Write the entries out again exactly as they stand, but without the pictures.

START RECORDS PROVIDED

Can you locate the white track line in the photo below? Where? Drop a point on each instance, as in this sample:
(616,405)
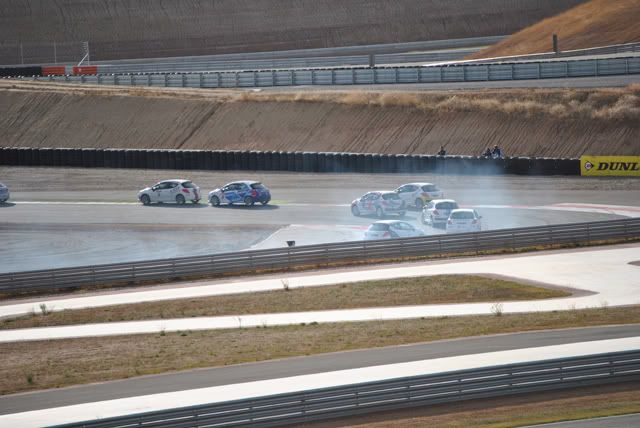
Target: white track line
(186,398)
(605,275)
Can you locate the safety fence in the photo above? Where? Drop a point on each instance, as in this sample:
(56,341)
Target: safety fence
(318,255)
(360,75)
(329,162)
(393,394)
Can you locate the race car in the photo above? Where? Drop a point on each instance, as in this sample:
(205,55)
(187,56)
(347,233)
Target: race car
(417,194)
(242,192)
(380,203)
(437,211)
(177,190)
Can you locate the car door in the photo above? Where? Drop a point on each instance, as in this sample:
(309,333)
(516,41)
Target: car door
(168,194)
(230,192)
(154,193)
(363,204)
(164,191)
(406,193)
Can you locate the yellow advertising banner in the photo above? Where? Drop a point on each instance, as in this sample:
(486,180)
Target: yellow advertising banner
(619,166)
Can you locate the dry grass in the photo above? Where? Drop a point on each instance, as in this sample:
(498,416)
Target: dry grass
(80,361)
(594,23)
(396,292)
(529,409)
(604,104)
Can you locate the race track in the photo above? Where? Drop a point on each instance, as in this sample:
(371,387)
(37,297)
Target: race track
(60,218)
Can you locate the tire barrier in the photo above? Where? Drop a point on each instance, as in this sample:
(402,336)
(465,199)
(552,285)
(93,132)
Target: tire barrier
(284,161)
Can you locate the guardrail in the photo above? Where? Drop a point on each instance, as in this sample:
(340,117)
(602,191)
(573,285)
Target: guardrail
(331,162)
(363,75)
(318,255)
(601,50)
(394,394)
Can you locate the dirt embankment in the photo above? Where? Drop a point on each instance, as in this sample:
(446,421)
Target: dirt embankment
(553,123)
(156,28)
(595,23)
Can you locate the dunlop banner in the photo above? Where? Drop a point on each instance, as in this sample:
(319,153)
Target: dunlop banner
(620,166)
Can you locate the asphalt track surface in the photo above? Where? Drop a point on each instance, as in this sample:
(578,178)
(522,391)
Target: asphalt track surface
(70,217)
(275,369)
(575,82)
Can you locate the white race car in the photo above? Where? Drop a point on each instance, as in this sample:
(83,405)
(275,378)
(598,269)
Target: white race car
(417,194)
(178,191)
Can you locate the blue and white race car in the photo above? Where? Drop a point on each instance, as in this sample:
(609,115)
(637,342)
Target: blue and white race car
(240,192)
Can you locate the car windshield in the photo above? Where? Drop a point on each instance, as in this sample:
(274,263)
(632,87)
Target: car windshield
(379,226)
(390,196)
(447,206)
(463,215)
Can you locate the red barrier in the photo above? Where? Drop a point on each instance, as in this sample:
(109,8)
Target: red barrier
(85,70)
(54,71)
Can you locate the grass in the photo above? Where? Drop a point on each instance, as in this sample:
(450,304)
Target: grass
(395,292)
(591,24)
(599,104)
(80,361)
(529,409)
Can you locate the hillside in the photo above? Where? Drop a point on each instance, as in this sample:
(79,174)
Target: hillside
(158,28)
(553,123)
(595,23)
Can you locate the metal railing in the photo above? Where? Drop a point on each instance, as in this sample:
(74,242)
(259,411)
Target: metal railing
(393,394)
(318,255)
(364,75)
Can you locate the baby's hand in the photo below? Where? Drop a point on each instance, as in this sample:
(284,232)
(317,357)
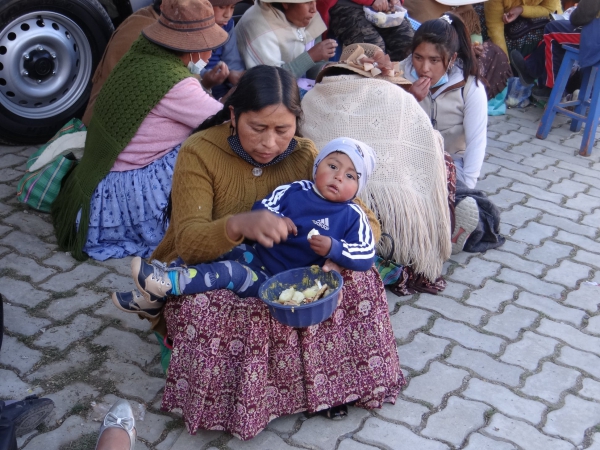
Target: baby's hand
(320,244)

END RECORDS PROVIDED

> _RESULT_:
Can you locate the white track line in the photo below? Where? Drop a point on each instance, as in this sample:
(616,405)
Target: white track line
(186,398)
(605,275)
Can you locate the safety fence in the photo above? Where? Drop a point on each instance, as in this sample:
(56,341)
Target: safety fence
(318,255)
(360,75)
(329,162)
(393,394)
Can you locate the race car in the photo above? Where? Drop a point on each instance, as in this sample:
(205,55)
(187,56)
(347,233)
Target: race car
(417,194)
(242,192)
(380,203)
(437,211)
(177,190)
Can you locate the car door in the photo above? Where? Drop a point on each instance, as in this sample:
(309,333)
(516,41)
Target: car door
(168,194)
(230,192)
(154,193)
(363,204)
(164,191)
(406,193)
Can you locate the yellow advertising banner in the photo above? Where? Drop a point on each instance, as in this sample:
(486,180)
Target: yellow advertising banner
(619,166)
Can you locate the dry grass in the photo above? Where? Drop a point on each instance, as in this sample:
(498,416)
Target: dry grass
(80,361)
(594,23)
(396,292)
(529,409)
(604,104)
Can you locate the race track in the photo above? Where? Drop a point on each instance, as in this sample:
(371,387)
(37,297)
Target: race track
(60,218)
Can you locate the tire barrier in the photo above? Where? Drop a point on each instance, as in this sample:
(402,336)
(465,199)
(552,285)
(93,132)
Target: tire barrier
(284,161)
Can you locate the guardrail in the photo above? Where? Drop a point on each instance, as in this sample:
(340,117)
(602,191)
(573,285)
Target: guardrail
(331,162)
(363,75)
(318,255)
(601,50)
(394,394)
Can you locate the dirt embankment in the photo above? Where? Drop a point on each instance, as in this sample:
(446,421)
Target: dirt embankment
(553,123)
(156,28)
(595,23)
Can you locate the dunlop banner in the photo above? Where? Drop a point on each instance, as in this sample:
(319,153)
Target: dunlop banner
(620,166)
Can you locate the asphalt track surface in the photo above? Where? Drop a point on each instance, as in this sample:
(578,178)
(522,391)
Target: asphalt track surface
(70,217)
(275,369)
(575,82)
Can you locate the white race car in the photo above? Where? Drop a point on each instance, as in this sample:
(83,405)
(275,378)
(598,269)
Target: white race car
(417,194)
(178,191)
Can you locate the blue and white race car in the photo above? Where? Drop a point on each instance, as in this sample:
(609,115)
(637,342)
Target: blue and white race car
(240,192)
Can you locate the car windshield in the photo above? Where? Drop a point on each instance, as in this sample:
(274,263)
(632,87)
Target: car windshield
(379,226)
(390,196)
(447,206)
(463,215)
Can you locate the red barrier in the photo above? Where? Drop a point on each instance, as in this sample:
(109,8)
Target: red barrier
(85,70)
(54,71)
Can you locate the grass in the photo above? Where? Drop a point on each instance, as in this sample:
(450,304)
Target: grass
(395,292)
(591,24)
(599,104)
(80,361)
(529,409)
Can you locate the hillside in the photo above? Where? Drop a point on each instance, as in this sample:
(79,174)
Target: hillside
(158,28)
(553,123)
(595,23)
Can you locate the metal railing in the photo above? Where? Drop a point on each instance, as in this sample:
(74,242)
(259,411)
Target: metal railing
(393,394)
(318,255)
(364,75)
Can you locate the baby's hand in the photo below? Where? Drop a point on each instance, as in this sample:
(284,232)
(317,357)
Target: baby's hand
(320,244)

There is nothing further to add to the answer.